▶ TASK DIRECTIONS: Transcribe the records in full, keeping every character as it is.

▶ DATA LINES:
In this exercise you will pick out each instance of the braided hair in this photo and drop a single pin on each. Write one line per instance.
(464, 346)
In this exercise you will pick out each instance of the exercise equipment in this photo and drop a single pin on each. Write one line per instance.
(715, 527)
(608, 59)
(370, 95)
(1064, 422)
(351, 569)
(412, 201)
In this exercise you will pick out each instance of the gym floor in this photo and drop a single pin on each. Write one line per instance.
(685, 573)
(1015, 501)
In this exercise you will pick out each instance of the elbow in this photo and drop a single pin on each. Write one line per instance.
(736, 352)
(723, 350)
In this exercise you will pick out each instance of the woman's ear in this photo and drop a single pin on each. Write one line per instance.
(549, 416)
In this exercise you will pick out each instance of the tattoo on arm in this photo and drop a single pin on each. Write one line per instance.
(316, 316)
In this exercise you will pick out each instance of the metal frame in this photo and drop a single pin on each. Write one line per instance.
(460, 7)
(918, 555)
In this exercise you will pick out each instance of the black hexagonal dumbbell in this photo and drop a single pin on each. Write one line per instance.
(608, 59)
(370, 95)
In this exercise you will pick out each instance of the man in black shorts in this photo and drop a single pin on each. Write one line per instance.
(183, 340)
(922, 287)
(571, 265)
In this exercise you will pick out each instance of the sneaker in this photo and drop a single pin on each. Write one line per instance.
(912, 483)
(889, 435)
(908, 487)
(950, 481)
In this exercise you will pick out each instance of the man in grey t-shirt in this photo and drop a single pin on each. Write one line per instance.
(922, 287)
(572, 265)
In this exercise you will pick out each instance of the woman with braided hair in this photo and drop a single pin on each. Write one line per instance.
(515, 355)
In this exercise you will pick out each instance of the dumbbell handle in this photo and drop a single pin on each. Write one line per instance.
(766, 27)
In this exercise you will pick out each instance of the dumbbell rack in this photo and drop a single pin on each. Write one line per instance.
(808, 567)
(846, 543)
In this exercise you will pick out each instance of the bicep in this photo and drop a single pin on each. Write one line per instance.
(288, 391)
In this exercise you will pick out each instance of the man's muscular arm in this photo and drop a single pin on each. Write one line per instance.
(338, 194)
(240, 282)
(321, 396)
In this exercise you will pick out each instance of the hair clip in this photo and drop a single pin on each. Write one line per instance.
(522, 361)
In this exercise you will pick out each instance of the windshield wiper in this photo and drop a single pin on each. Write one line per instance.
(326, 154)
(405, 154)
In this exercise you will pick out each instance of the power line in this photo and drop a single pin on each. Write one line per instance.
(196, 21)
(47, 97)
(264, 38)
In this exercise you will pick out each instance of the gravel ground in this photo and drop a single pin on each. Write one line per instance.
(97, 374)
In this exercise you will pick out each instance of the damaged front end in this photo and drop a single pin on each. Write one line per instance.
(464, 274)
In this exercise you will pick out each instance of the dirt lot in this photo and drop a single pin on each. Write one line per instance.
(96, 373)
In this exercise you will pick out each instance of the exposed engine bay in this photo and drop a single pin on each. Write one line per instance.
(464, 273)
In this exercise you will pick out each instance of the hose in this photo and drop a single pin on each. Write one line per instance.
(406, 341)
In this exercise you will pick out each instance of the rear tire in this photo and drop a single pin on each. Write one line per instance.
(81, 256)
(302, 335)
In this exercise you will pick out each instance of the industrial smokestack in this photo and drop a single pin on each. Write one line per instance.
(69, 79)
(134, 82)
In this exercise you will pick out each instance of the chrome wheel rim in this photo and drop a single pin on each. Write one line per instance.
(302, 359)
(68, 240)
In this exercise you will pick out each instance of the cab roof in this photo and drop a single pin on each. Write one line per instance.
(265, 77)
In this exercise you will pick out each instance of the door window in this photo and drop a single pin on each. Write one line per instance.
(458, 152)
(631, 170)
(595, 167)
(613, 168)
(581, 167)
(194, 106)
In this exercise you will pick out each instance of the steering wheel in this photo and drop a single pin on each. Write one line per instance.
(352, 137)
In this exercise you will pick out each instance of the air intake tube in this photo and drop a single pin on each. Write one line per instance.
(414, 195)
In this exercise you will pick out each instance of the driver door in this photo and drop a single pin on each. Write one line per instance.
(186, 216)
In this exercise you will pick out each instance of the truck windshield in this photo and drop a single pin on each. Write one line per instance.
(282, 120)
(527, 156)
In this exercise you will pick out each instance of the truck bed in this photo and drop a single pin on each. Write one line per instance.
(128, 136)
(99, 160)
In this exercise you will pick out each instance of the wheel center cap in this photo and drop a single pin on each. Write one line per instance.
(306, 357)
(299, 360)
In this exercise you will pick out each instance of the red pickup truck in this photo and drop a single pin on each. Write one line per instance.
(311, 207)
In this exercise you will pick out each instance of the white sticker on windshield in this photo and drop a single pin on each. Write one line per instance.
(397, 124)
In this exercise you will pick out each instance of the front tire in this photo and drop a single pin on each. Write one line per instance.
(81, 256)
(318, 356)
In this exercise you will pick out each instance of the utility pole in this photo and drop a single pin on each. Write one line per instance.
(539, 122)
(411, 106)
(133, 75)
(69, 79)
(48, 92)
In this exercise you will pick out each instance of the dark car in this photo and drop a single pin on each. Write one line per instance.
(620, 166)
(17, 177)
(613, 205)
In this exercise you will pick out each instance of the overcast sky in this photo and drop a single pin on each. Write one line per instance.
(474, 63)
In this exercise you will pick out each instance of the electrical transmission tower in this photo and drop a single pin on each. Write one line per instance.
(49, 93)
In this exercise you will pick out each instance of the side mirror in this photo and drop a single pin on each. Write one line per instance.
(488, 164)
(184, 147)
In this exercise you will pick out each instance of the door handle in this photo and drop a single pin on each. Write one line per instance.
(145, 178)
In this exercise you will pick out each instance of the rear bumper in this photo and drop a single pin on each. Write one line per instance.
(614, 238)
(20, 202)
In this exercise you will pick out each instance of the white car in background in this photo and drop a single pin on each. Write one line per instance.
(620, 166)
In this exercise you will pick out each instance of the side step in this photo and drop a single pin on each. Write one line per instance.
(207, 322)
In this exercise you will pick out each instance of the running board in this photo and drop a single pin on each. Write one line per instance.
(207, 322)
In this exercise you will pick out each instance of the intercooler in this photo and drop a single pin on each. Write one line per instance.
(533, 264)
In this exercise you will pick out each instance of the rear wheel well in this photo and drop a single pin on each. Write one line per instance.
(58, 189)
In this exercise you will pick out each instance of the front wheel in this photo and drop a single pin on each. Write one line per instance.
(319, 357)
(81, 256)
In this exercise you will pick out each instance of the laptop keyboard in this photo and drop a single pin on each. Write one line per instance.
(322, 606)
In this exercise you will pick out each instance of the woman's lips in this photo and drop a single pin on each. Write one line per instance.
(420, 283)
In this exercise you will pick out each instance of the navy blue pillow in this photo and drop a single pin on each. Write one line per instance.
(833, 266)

▶ REPLY TO THE TASK:
In this exercise you will pick out each instance of the braided hair in this photo and drop a single pin on each. Write one line per instance.
(464, 346)
In this exercise you will pick out each instance of the exercise equipment in this photo and drop a single pin on each. Write one line per instance.
(715, 527)
(608, 59)
(370, 95)
(1064, 422)
(351, 569)
(412, 201)
In this exercise you will pick out each instance of the gym floor in this photo and drop a single pin on each. Write one line per instance.
(685, 573)
(1015, 501)
In this exercise you will pick out each instance of the elbow in this photo and drop a single pin on each. Write one line per instance.
(736, 352)
(723, 350)
In this exercise you will pick out each instance of the woman's ear in this photo and drop a single pin on each. Write one line per instance.
(549, 416)
In this exercise you will pick out each instance of the tattoo on arm in this photo and drop a single pin on each. Write one line per instance.
(316, 316)
In this exercise you will pick out each instance of the metal frame in this photo and drop a single pin on each. Write one line per instance.
(460, 7)
(918, 555)
In this exercise you will pick out each instance of the black hexagonal dumbbell in this photo and drop a single pin on each. Write one line per instance.
(608, 59)
(370, 95)
In this exercise you will pick out each instance of the man in black shorts in this photo and drop a single pin on each. Write one line per instance.
(183, 340)
(922, 287)
(571, 265)
In this exercise you will pick out each instance of the sneaker in this photo and drop a single pin on each. Write one line per instance.
(912, 483)
(889, 435)
(908, 487)
(950, 481)
In this exercise you will pick out each instance of the man in grey t-shirt in this photo and drop a single pin on each. Write one line per instance.
(922, 287)
(572, 265)
In this exercise you will pick out each instance of the woman with braided hair in this photo and drop a single pin on each. Write one line per instance.
(515, 355)
In this exercise you will pick out each instance of the dumbbell handle in this photo and drop a single pin on each. Write one line per instance.
(766, 27)
In this exercise you will pick out each instance of the dumbbell rack in this photo and drop a single pin on each. Write one line per instance.
(808, 567)
(846, 543)
In this exercise you will pick out each instance of the bicep in this photo and drop a single pin on each. Write one line per instance.
(288, 391)
In this exercise you will pick out each instance of the man's muscular arm in this photo and drop a single pin on each. Write one line per instance.
(338, 194)
(240, 282)
(321, 396)
In this exercise you will pick out each instance of the hair clip in this photo and drop a single pin on each. Write one line per instance.
(522, 361)
In this exercise you will pick out each instance of the windshield wiper in this photo and drop a single pin on each. Write one line per instance.
(326, 154)
(405, 154)
In this exercise you will pick out each instance of the power line in this photo and drop a single pin on each. Write one line per instance.
(196, 21)
(47, 97)
(264, 38)
In this exercise you will pick out each instance of the gravel ground in this photo and drop a single pin on each. Write one line per instance.
(97, 374)
In this exercise you will pick out each instance of the damaged front end in this photo and drop a single pin on each. Write one line per instance.
(464, 274)
In this exercise you will pick out each instance of the dirt lot in this photo and drop a single pin on each. Write one line per instance.
(96, 373)
In this exercise you will pick out each instance of the exposed engine bay in this photo and drop a single pin on each. Write one line per instance.
(464, 273)
In this exercise you will pick out each instance of the hose in this photo and drop a single pin on each. Write one line per instance.
(406, 341)
In this exercise you will pick out each instance of the rear tire in this photo and drop a single pin on each. Write one line per instance.
(81, 256)
(302, 335)
In this exercise you will pick out each instance of the industrial smokestack in this photo and drop a single pin on each. Write one line per instance.
(69, 79)
(134, 82)
In this exercise you will pick out each instance of the chrome wheel rim in this photo and drop a single pin on each. Write one line per instance.
(302, 359)
(68, 240)
In this exercise you will pick out each instance of the cab roof in this photo and drop a single pin on each. Write one line per instance.
(265, 77)
In this exercise you will pick out each instance of the door window in this photo and drop a single pin on each. Write one line per instance.
(458, 152)
(631, 170)
(595, 167)
(613, 168)
(581, 167)
(194, 106)
In this exercise you will pick out each instance of the steering wheel in this photo and drop a single pin on each. Write one line per instance.
(352, 137)
In this exercise you will pick out each instance of the air intake tube in this photo and drop a single pin on each. Write one line per instance.
(414, 195)
In this exercise you will pick out each instance of the driver door in this photo and drop a single pin on each. Write one line per instance.
(186, 216)
In this exercise you will pick out each instance of the truck windshield in this photo and drop a single pin on each. Write one line per instance.
(282, 120)
(527, 156)
In this exercise you will pick out each instance of the truck bed in this photo and drop a single pin on each. Write one line per instance.
(128, 136)
(99, 160)
In this exercise you will pick out each instance of the wheel center cap in this photo and drop a single pin on each. Write one line per instance.
(306, 357)
(299, 360)
In this exercise you will pick out each instance of the red pickup truck in this photo and drop a single pin on each. Write one line per instance.
(311, 207)
In this exercise you will pick out each instance of the white sticker on windshield in this photo and drop a single pin on each. Write one line per instance.
(397, 124)
In this exercise you will pick out each instance of the front tire in this photo and drop a single pin on each. Write one line per instance.
(81, 256)
(318, 356)
In this exercise you will pick out each instance of the utility pole in this photo and drop a single pin on each. Write one line per instance.
(539, 122)
(411, 106)
(133, 75)
(69, 79)
(48, 92)
In this exercise you will pick out each instance of the dark car in this photo and drop a single pin on each. Write one line per instance.
(620, 166)
(17, 177)
(613, 205)
In this exercise you will pick out each instance of the overcast sky in this photo and drop a single pin on each. Write one line per instance.
(474, 63)
In this exercise you will pick out each instance of the electrical transmission tower in this photo and drop a single pin on each. Write one line per instance.
(49, 93)
In this exercise you will pick out each instance of the side mirror in this photo and drop a single pin on each. Write one line per instance.
(488, 164)
(184, 147)
In this exercise you will pick out each instance of the door handle in this photo and drop a single pin on each. Write one line per instance.
(145, 178)
In this exercise you will pick out each instance of the rear bumper in this photo and drop a single pin on each. Write one line per instance.
(614, 238)
(20, 202)
In this exercise you will pick out each instance of the white car in background in this photo and drop a single pin on each. Write one line per instance.
(620, 166)
In this exercise you will pick out each instance of the side step in this photo and drop a single pin on each. Write one line per instance.
(207, 322)
In this exercise you will pick out each instance of the running board in this photo and drop a single pin on each. Write one line per instance.
(207, 322)
In this exercise you will pick out each instance of the intercooler in this photo and drop a single pin on each. Write one line per instance.
(533, 264)
In this exercise you will pick out each instance of the rear wheel well in this photo and drop a single pin on each. Write one line per instance.
(58, 189)
In this exercise you will pick out each instance of the front wheel in this photo and drop a single pin on each. Write one line per instance.
(319, 357)
(81, 256)
In this exercise you will pick out each instance of the laptop keyboard in this photo and drop a single pin on each. Write one line per instance.
(322, 606)
In this exercise you will pick out each instance of the woman's lips in this photo and drop a single pin on each. Write one line per instance.
(420, 283)
In this exercise you will pick out each instance of the navy blue pillow in this photo and drop a single pin on each. Write one line per instance.
(833, 266)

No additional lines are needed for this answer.